#### Problem details:
All entries are to be copied exactly, with pictures removed.

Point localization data
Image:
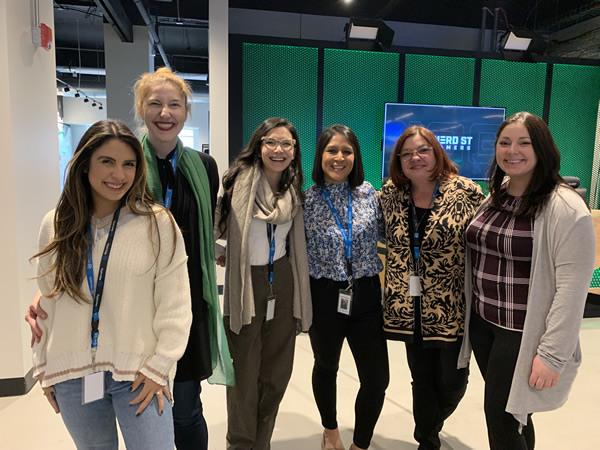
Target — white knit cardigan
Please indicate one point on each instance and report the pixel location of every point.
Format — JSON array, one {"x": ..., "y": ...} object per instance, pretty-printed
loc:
[{"x": 145, "y": 314}]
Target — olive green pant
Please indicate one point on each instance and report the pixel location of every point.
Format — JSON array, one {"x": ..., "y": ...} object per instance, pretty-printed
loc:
[{"x": 263, "y": 356}]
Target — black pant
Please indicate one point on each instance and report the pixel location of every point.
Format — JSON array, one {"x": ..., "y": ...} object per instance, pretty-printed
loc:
[
  {"x": 496, "y": 350},
  {"x": 437, "y": 387},
  {"x": 364, "y": 331}
]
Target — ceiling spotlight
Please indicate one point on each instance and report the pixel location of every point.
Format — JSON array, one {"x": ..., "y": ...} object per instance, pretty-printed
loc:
[
  {"x": 520, "y": 45},
  {"x": 368, "y": 34}
]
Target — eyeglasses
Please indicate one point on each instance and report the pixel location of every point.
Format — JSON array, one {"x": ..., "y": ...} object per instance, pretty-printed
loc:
[
  {"x": 420, "y": 152},
  {"x": 272, "y": 143}
]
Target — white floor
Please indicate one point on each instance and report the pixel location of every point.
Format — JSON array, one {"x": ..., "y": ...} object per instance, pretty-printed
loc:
[{"x": 28, "y": 422}]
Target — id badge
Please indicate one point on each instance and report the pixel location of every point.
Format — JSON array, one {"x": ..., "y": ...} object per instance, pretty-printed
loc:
[
  {"x": 270, "y": 308},
  {"x": 414, "y": 288},
  {"x": 345, "y": 302},
  {"x": 93, "y": 388}
]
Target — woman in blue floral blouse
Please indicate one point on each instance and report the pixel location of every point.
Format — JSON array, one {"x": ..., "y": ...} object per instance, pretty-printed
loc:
[{"x": 344, "y": 278}]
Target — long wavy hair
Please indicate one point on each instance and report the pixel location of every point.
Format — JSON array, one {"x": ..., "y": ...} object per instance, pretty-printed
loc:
[
  {"x": 70, "y": 246},
  {"x": 357, "y": 174},
  {"x": 444, "y": 167},
  {"x": 545, "y": 175},
  {"x": 291, "y": 178}
]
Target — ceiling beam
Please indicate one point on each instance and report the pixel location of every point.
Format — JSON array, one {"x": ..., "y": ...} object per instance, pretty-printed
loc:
[{"x": 115, "y": 15}]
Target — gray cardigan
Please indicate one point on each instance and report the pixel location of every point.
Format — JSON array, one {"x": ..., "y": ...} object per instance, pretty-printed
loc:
[{"x": 561, "y": 272}]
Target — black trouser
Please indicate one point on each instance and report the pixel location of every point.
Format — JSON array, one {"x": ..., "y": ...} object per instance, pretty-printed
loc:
[
  {"x": 496, "y": 350},
  {"x": 364, "y": 331},
  {"x": 437, "y": 388}
]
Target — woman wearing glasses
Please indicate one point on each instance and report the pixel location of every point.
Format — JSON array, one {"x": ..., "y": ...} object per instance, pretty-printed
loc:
[
  {"x": 343, "y": 223},
  {"x": 267, "y": 293},
  {"x": 426, "y": 207}
]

#### Your response:
Image:
Target — white knit cardigan
Please indicate one point on each instance and report the pixel location of every point.
Format — JSON array, one {"x": ..., "y": ...} object per instance, pretty-printed
loc:
[{"x": 145, "y": 314}]
Target — olive green pant
Please indicate one point on each instance and report the pixel location of every point.
Format — JSON array, one {"x": ..., "y": ...} object per instance, pretty-printed
loc:
[{"x": 263, "y": 356}]
Target — black pant
Please indicate one point on each instance and report the pixel location of every point.
Format — JSON array, one {"x": ..., "y": ...} object per instance, pretty-printed
loc:
[
  {"x": 496, "y": 350},
  {"x": 437, "y": 387},
  {"x": 364, "y": 331}
]
Target — ceiling spotlight
Please indicate one point on each instance and report the pixel location of every point.
Format — JSON array, one {"x": ..., "y": ...} object per instance, pretty-printed
loc:
[
  {"x": 520, "y": 45},
  {"x": 368, "y": 34}
]
Target — eyeglasses
Please indicate one point on each instance and report the pixel location of every point.
Format — JSON array, one {"x": ..., "y": ...} object per instance, pretty-printed
loc:
[
  {"x": 420, "y": 152},
  {"x": 272, "y": 143}
]
Target — white floor
Please indicate one point on each instance and report the pixel location of every point.
Format — JSON array, one {"x": ..., "y": ...} object per instance, pretty-printed
loc:
[{"x": 28, "y": 422}]
Target — id badge
Please indicate one point on each instance and report the pixel location of every point.
Format — JSON array, one {"x": ..., "y": ...} object per instance, pretty-printed
loc:
[
  {"x": 270, "y": 308},
  {"x": 414, "y": 288},
  {"x": 345, "y": 302},
  {"x": 93, "y": 388}
]
Target — woman in blue floral blouse
Please indicate one point on each instance and report the pixel location of every point.
Format — JSON array, one {"x": ..., "y": ...} object per instance, pretty-printed
loc:
[{"x": 344, "y": 278}]
Target — long wavy hair
Please indicate one point on each instance and report the pixel location of every point.
Format — JSON array, one {"x": ..., "y": ...} object per instance, pretty-printed
loc:
[
  {"x": 70, "y": 246},
  {"x": 357, "y": 174},
  {"x": 444, "y": 167},
  {"x": 545, "y": 175},
  {"x": 291, "y": 178}
]
Target — ceiling beam
Please indicate one point on each instance and report the pixel location of every point.
Format — JSON array, one {"x": ..., "y": ...} object per instance, pretty-printed
loc:
[{"x": 115, "y": 15}]
Target — gray cardigan
Please indicate one point on each instance and report the pixel location of every point.
Format — JSON array, one {"x": ..., "y": ...} object per instance, pretty-printed
loc:
[{"x": 561, "y": 272}]
Target — black trouser
Please indicate one point on each instance and report the pixel location of every point.
Format — JSON array, one {"x": ..., "y": ...} object per instance, pretty-printed
loc:
[
  {"x": 496, "y": 350},
  {"x": 364, "y": 331},
  {"x": 437, "y": 388}
]
Target — woman wearing glasses
Please indicate one point on each instance and report the pixel location of every point.
Format — JSON array, one {"x": ..., "y": ...} object per instance, pretty-printed
loc:
[
  {"x": 343, "y": 223},
  {"x": 267, "y": 293},
  {"x": 426, "y": 207}
]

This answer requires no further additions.